-- start of Exercise input --

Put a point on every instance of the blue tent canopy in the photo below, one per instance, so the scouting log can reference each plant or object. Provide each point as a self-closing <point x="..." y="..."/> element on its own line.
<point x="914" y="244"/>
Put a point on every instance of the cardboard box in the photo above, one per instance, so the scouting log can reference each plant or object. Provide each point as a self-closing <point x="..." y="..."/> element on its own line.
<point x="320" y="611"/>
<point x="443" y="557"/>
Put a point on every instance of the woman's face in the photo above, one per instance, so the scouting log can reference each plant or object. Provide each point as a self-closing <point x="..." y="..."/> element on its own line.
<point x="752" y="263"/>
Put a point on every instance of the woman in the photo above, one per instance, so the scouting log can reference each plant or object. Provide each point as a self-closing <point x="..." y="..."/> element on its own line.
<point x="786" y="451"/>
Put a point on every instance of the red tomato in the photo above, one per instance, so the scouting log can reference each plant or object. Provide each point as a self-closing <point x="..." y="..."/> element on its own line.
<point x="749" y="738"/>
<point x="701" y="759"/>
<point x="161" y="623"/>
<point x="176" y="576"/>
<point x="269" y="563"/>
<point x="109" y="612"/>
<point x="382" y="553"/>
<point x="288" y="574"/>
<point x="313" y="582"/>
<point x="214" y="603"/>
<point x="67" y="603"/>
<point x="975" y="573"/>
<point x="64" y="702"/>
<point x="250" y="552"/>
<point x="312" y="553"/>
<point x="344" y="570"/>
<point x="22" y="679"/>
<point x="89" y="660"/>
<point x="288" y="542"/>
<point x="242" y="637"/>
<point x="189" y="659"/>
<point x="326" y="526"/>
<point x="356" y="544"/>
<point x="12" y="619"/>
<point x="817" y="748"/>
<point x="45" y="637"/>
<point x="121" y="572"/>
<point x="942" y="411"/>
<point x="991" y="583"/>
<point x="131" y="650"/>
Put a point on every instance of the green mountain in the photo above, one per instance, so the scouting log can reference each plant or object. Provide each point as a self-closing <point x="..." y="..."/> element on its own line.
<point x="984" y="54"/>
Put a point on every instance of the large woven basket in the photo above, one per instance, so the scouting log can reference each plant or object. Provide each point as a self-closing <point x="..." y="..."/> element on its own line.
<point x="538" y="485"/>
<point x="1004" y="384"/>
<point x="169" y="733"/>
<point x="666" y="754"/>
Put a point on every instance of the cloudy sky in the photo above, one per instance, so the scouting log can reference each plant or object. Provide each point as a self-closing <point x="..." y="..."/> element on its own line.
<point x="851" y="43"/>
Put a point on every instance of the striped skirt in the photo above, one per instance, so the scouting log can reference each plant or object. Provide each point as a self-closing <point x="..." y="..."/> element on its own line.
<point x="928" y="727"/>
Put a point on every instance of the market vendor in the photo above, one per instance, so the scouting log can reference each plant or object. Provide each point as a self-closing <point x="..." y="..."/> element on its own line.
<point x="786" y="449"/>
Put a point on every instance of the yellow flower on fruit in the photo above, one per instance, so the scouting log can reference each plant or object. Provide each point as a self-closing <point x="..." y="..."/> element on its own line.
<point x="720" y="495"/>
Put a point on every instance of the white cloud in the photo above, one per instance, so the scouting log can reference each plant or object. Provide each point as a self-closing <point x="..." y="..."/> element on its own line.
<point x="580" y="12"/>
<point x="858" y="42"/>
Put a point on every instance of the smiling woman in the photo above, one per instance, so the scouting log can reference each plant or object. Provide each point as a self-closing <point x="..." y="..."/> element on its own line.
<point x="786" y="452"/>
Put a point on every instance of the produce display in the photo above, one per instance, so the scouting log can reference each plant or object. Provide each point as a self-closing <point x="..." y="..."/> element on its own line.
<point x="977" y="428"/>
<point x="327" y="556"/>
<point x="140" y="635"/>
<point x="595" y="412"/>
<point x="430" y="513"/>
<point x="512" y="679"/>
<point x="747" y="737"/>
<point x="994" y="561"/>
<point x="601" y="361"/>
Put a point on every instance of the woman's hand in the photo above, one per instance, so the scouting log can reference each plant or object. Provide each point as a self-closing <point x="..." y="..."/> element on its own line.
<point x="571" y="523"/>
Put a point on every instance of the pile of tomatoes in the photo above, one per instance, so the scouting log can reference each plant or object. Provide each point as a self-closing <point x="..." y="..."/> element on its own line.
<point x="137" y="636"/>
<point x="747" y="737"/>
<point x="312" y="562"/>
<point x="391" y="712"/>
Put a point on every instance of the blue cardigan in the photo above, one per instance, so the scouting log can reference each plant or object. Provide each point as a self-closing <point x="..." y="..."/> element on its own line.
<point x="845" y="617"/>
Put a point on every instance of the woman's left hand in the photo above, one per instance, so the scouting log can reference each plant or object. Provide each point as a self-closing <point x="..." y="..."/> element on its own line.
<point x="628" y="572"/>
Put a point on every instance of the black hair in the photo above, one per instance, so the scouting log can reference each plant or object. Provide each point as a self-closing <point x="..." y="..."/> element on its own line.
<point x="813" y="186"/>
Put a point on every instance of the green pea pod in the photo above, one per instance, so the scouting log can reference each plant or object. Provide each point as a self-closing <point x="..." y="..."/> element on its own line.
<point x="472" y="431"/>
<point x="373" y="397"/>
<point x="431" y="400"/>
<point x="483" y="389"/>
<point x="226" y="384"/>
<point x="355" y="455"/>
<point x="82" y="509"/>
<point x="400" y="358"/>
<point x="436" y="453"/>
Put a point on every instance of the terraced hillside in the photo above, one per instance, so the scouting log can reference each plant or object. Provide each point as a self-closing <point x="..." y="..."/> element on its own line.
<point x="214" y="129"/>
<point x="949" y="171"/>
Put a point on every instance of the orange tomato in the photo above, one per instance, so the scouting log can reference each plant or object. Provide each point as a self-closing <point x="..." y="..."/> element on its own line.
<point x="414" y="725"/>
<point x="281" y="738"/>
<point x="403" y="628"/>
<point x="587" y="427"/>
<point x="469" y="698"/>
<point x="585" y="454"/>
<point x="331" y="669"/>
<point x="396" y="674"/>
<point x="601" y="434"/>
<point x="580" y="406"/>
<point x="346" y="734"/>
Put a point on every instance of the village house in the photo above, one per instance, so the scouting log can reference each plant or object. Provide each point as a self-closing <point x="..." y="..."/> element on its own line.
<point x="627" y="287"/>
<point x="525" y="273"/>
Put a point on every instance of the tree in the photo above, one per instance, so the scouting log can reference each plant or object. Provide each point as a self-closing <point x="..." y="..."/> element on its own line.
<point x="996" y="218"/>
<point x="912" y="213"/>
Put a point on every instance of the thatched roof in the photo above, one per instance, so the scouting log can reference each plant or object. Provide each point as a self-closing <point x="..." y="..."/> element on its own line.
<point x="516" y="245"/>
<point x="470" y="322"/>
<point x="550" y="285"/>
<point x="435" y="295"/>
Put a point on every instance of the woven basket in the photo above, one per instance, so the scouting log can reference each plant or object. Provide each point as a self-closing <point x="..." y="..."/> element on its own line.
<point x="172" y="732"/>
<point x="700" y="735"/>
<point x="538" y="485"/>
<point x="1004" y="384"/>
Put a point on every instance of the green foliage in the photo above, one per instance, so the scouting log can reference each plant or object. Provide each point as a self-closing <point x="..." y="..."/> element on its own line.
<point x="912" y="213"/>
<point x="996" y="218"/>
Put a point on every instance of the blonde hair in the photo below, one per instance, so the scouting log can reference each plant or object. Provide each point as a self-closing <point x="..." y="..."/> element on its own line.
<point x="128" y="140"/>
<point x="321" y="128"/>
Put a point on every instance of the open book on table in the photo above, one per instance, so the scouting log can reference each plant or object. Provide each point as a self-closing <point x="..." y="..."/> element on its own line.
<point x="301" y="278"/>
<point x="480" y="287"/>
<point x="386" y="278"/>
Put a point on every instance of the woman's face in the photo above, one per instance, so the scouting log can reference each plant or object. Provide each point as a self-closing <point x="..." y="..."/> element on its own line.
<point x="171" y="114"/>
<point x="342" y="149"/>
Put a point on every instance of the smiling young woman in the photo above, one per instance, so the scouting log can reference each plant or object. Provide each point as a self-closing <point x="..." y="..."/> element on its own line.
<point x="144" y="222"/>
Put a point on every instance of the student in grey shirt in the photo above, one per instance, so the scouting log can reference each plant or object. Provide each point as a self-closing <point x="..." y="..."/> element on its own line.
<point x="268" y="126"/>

-- end of Exercise input --

Goal:
Starting with the line that contains "Put a point on every instance of the student" and going on through the end of the items, write those lines out again with the requests unchanged. Scale every coordinate in the answers by 2.25 and round each to a whole number, with halves rounding up.

Expected answer:
Put a point on every instance of the student in grey shirt in the photo above, one per instance, so the scouting log can reference each plant or object. Provide each point as a self-closing <point x="..." y="..."/> element on its own line.
<point x="603" y="284"/>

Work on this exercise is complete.